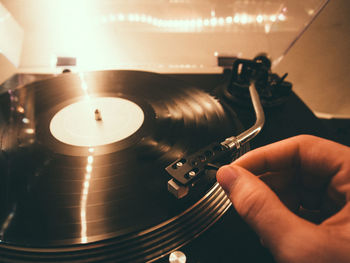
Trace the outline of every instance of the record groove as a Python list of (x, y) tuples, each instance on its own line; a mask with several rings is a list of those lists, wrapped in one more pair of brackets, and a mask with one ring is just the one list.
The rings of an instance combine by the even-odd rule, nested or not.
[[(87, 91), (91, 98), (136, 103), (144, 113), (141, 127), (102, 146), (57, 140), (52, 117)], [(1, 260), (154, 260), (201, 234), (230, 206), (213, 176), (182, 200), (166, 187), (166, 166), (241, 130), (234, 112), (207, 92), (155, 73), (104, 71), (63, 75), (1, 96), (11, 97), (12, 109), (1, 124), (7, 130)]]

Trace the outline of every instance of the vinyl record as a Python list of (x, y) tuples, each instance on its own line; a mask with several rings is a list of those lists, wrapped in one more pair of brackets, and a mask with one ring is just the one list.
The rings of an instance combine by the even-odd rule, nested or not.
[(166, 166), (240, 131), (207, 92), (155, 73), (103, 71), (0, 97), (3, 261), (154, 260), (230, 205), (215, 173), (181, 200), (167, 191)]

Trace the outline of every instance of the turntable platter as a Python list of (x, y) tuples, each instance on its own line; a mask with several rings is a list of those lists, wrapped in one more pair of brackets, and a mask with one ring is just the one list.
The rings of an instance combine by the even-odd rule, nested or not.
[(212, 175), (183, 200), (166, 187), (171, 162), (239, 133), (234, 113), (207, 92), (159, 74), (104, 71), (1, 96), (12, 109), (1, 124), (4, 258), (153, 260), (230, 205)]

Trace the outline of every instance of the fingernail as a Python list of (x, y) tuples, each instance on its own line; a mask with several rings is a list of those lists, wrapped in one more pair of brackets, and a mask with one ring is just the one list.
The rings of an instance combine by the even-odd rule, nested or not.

◆ Your goal
Write out all the entries word for word, but drop the pictures.

◆ Reply to the exercise
Trace the outline of every instance of the record groove as a Python list of (x, y) tuples, each instance on its own line; a mask with several rings is a list of those lists, wrapped in one more pair of brackets, and a mask with one ring is just the one list.
The rings of an instance combine by the even-odd rule, nested or not.
[[(87, 91), (91, 98), (136, 103), (144, 113), (141, 127), (102, 146), (57, 140), (52, 117)], [(1, 260), (154, 260), (201, 234), (230, 206), (213, 176), (182, 200), (166, 187), (166, 166), (241, 130), (234, 112), (207, 92), (155, 73), (104, 71), (63, 75), (1, 96), (11, 97), (12, 109), (1, 124), (7, 130)]]

Trace the outline of every instance of the vinyl record as a Python list of (x, y) tuples, each instance on its own line; a mask with several rings is a list of those lists, wrapped in one more pair of brackets, and a mask with one ring is just the one list.
The rings of an instance combine by the even-odd rule, nested or not.
[(166, 166), (240, 131), (207, 92), (155, 73), (103, 71), (0, 97), (3, 261), (154, 260), (230, 205), (215, 173), (181, 200), (167, 191)]

Trace the outline of every instance of the turntable platter as a Python list of (x, y) tuples, each instance on its own line; a mask with several rings is a list of those lists, wrapped in one more pair of brackets, and a mask with one ring is just the one list.
The rings of an instance combine by the even-odd rule, nested or not.
[(212, 175), (183, 200), (166, 187), (171, 162), (239, 133), (234, 113), (207, 92), (159, 74), (104, 71), (1, 96), (12, 109), (1, 124), (4, 258), (153, 260), (230, 205)]

Trace the outline of every instance of the fingernail as a Python list of (x, y) tuples, each instance on its own line; a mask with several rings is a list of those lists, wrapped in one more pair of brackets, and a mask with one ring is just the one list.
The rings of an instance combine by the even-odd rule, nested or not.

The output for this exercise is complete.